I’ll confess, I approached reviewing this book reluctantly. I am neither a Gandhi scholar, nor necessarily a Gandhian. And since architecture was not part of the general mythos surrounding Gandhi, I wondered what might my meeting with his places entail.
We are informed in the cover summary that the book is part of a larger documentation project of the built heritage in India associated with the life and work of Gandhi, with a mandate in part to set guidelines for the upkeep, maintenance and repairs of these buildings. The methods for documentation and the technical notes on the process indicate these were adopted in accordance with the conventions of the discipline of conservation. Although the larger project has involved sketches, photographs, condition surveys and material specifications, the book limits the scope to the inclusion of the architectural drawings for 11 core sites and 15 index sites. One can assume thus was so for the sake of brevity. The drawings are indeed meticulous, chronicling sites known and those less so, capturing scales and details of assembly with a sustained consistency. A curated selection of Gandhi’s notes situate each site in terms of its significance, and suggests an attempt at a realisation, in human terms, of the abstractions set forth in the drawings.
The documentation is bookended by three essays by the editors - Riyaz Tayyibji, Neelkanth Chhaya and Tridip Suhrud - that reflect on the meaning and anthropology of the built world of Gandhi. From these excellent meditations we get a sense that like his autobiography, Gandhi’s experiments with the built environment were material rather than abstract and driven, in his words, “by the dweller within”.
A curated selection of Gandhi's notes situate each site in terms of its significance, and suggests an attempt at a realisation, in human terms, of the abstractions set forth in the drawings.
The dweller within, as distinct from the “user” architectural parlance is familiar with. We learn that Gandhi experimented and transformed spaces through his inhabitation of them. The tool to record and register these experiments with was the body. Such deliberate inhabitation produces an authorship that is unusual, and utterly remarkable, to architecture. Authorship is traditionally ascribed to the one who conceives the forms and spatial compositions that are subsequently occupied. It is suggested that Gandhi’s is a form of authorship which most often goes unacknowledged when talking about buildings or architecture. This is an important contribution to both Gandhian and architectural scholarship made by the authors, and key source of value in the book.
Here Riyaz Tayyibji’s and Tridip Suhrud’s studies are particularly instructive:
“by changing the mode of ritualisation (of use and inhabitation), one could easily turn a house into a shrine, or for that matter the cell of a prison into the cella, or inner chamber, of a temple. This is precisely what Gandhi did when he was imprisoned in Yerawada Central Jail in Pune: he recognised the prison cell and the corridor in archetypal terms, and referred to the prison as Yerawada mandir, or temple. It was the manner in which he inhabited the prison that denied his imprisonment”.
There is a critical intimacy alluded to here with regard to authorship. A critique of both, the enlightenment project as a project of distancing (in the name of objectivity), and of archaic social norms which prevent individuation (or more precisely, self-awareness) - both consequently eliminate the possibility of that “inner dialogue”. The ability to identify differentiations in form and their social affordances in a typological sense may be at the centre of Gandhi’s ability to reflectively transform through inhabitation. The form would not have to be distinctive, but has significance.
We learn that Gandhi experimented and transformed spaces through his inhabitation of them. The tool to record and register these experiments with was the body.

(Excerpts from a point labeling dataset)
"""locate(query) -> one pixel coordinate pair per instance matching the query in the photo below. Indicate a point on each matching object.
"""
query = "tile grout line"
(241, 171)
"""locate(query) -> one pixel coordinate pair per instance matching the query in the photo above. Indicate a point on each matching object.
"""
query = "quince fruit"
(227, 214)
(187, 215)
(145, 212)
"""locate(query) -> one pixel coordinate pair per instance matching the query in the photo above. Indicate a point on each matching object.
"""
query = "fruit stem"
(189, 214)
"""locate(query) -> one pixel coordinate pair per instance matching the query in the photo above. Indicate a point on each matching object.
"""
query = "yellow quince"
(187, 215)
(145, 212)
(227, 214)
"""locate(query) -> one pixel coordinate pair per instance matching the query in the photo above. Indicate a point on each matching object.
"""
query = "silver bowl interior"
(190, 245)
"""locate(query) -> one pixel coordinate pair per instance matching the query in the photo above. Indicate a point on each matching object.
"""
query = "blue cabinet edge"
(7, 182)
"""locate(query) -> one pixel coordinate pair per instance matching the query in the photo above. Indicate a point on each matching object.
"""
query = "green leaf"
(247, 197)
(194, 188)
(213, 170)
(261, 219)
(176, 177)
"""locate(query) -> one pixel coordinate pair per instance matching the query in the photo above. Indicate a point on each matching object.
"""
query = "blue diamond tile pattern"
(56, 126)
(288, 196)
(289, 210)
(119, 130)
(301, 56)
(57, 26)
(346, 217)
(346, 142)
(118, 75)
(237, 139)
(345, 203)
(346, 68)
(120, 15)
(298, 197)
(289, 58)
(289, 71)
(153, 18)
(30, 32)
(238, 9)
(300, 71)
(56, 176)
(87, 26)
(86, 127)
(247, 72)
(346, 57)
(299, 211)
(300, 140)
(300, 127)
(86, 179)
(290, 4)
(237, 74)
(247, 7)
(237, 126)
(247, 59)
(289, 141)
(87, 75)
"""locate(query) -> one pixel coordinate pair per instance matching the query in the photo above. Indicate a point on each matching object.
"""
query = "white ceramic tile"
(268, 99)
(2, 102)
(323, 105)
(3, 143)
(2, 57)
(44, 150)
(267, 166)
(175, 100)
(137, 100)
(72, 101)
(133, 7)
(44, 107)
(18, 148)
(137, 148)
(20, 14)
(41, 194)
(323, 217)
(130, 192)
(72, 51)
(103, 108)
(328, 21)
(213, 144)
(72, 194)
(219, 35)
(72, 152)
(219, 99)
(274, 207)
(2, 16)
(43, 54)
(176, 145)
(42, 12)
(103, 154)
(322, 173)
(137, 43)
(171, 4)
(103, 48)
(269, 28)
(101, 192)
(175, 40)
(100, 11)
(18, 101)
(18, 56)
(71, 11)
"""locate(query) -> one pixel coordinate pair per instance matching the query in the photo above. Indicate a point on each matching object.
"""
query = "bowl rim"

■ Exercise instructions: Please carry on the review of the book about Gandhi's built heritage, picking up after its final sentence above the rows.

■ Exercise answer:
It raises the question of whether most of the places chronicled have gained their significance because of their association with Gandhi, rather than as remarkable works of architecture in themselves. Formally, we see the places documented fall into one of two types. First, the buildings that are part of a larger urban fabric, built up incrementally around a central courtyard, the result of the steady accretion of generations. These were also buildings associated with Gandhi’s early and formative years, such as Gandhi’s place of birth in Porbandar, and the house he grew up in Rajkot. The second, the archetypal bungalow in the 19th century which consisted of a symmetrical internal layout, with a veranda all around, situated in a large, landscaped compound; a counter concept to the more or less socially geared, community-oriented, collective lifestyle that was manifest in the buildings Gandhi grew up in. Many of these were generously made available by wealthy patrons, such as the Kochrab compound, the Bajajwadi and the Aga Khan Palace.
The two projects that are an exception here are the two ashrams in Ahmedabad and Wardha, where Gandhi’s role as an author, architecturally, is more familiar to us. But here too, the editors point us to Gandhi’s praxis of “opening up” insularities to set up dialogue and a subsequent inquiry into the shared ground between two seemingly opposed categories - be it material, spatial or phenomenological. The gradual dissolution of a “closed room” for cleansing—the bathroom at the Bapu Kutir in Wardha is one instance that comes to mind. Tayyibji writes that the opening up of the private space of the body as an expression of a new, modern relationship between body and dwelling is one of the most important and consistent themes across Gandhi’s buildings.
When Gandhi speaks of his home in Porbandar being “a vision of after-thoughts”, is he expressing an ambivalence towards the built structure, suggesting that it is in fact the inhabitation and the relationships that inhabitation engenders, that renders a space its meaning? And if conservation’s imperative is to be a custodian of these meanings, what should we be documenting, and indeed how? Do the drawings, following the norms of the discipline, represent that meaning adequately?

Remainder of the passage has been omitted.